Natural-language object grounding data
###

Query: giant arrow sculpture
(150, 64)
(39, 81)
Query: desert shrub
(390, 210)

###

> [DIRECTIONS FOR THIS TASK]: Repeat the entries. Keep each one exactly as written.

> [TASK RESULT]:
Query: giant arrow sculpture
(150, 64)
(39, 81)
Query: desert shrub
(390, 210)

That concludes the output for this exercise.